### PASSAGE FOR REVIEW:
- - - -

# My grass seems hungry



## mooch91 (May 5, 2019)

Don't know if the warm winter has worked against my normal plan, but now is about when I'd normally do my first nitrogen app here in central PA. But I've actually done two so far - once about a month ago with 44% controlled-release (at about 0.5 lb/1000 sq ft), and once last week with 16% fast-release (at about 0.2 lb/1000 sq ft). And it still looks hungry.

The freshly renovated TTTF and KBG look good, but the older northern mix looks light green and is showing a bunch of small patches that look like red thread (reddish colored blades, brownish hue, 8-10" round). I have a tendency to get these every year.

Could I possibly need MORE nitrogen?

Thanks!


----------



## gasdoc (Jul 24, 2019)

How much N have you put down?

I have a new reno something similar. I diagnosed it as leaf spot/melting out (leaf spot stage).

Multiple risk factors:

Young grass
High spring N
Frequent mowing
Irrigation

Supposedly it is usually well tolerates unless it proceeds to the melting out phase. I decided to treat.

Do you have any lesions on any not yet dead blades?

Edit: just saw your total N was 0.7lbs/M. I've given quite a bit more (1.5) so was easier to rule out deficiency


----------



## Babameca (Jul 29, 2019)

@mooch91 What kind of slow release? All coated N is very temp and water dependable. Only Umaxx is less, but even then Urea is temp dependant by itself. We've all had a cold and dump/dry for some spring. Anytime you need to know or not sure if the grass is hungry I would do 0.3N straight AS and watch it for week.. I am referring to spring green up here.

- - - -

### DATA PROVIDED:
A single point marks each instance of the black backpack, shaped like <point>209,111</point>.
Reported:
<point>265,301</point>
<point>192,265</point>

- - - -

### ACTIVITIES:
A. Which risk factors does gasdoc list in the forum thread about hungry grass?
B. Carry the forum thread about hungry grass forward from the end of its last post.

### RESPONSES TO THE EXERCISE:
A. Young grass, high spring N, frequent mowing, and irrigation.

B.
----------



## mooch91 (May 5, 2019)

Babameca said:


> @mooch91 What kind of slow release? All coated N is very temp and water dependable. Only Umaxx is less, but even then Urea is temp dependant by itself. We've all had a cold and dump/dry for some spring. Anytime you need to know or not sure if the grass is hungry I would do 0.3N straight AS and watch it for week.. I am referring to spring green up here.


It's 44% coated urea.

I'll see if I can get some ammonium sulfate. What's the advantage of AS - less dependenrt on temp and moisture?


----------



## beardizzle1 (Jun 13, 2019)

Renos need to be spoon fed the spring after they've been done. I believe it's like 0.2lbs/N a week? @g-man can clarify what's actually needed.


----------



## Babameca (Jul 29, 2019)

@mooch91 So, if it was cool enough your coated Urea did not engage yet and the 66% probably mostly volatized due to lack of micro (Urease) to break it down to Amonia (plant available N). AS does not need microbes activity, but it is readily available to the grass. It also is more stable in the soil. Weather warmed up, so any fast release should give a response now. Be careful, the coated portion you put will also kick in. I am at 1.25N so far, but I have a young grass. Most of it was AS. Switching to slow upon my next app.


----------



## CarolinaCuttin (Sep 6, 2019)

mooch91 said:


> Babameca said:
> 
> 
> > @mooch91 What kind of slow release? All coated N is very temp and water dependable. Only Umaxx is less, but even then Urea is temp dependant by itself. We've all had a cold and dump/dry for some spring. Anytime you need to know or not sure if the grass is hungry I would do 0.3N straight AS and watch it for week.. I am referring to spring green up here.
> ...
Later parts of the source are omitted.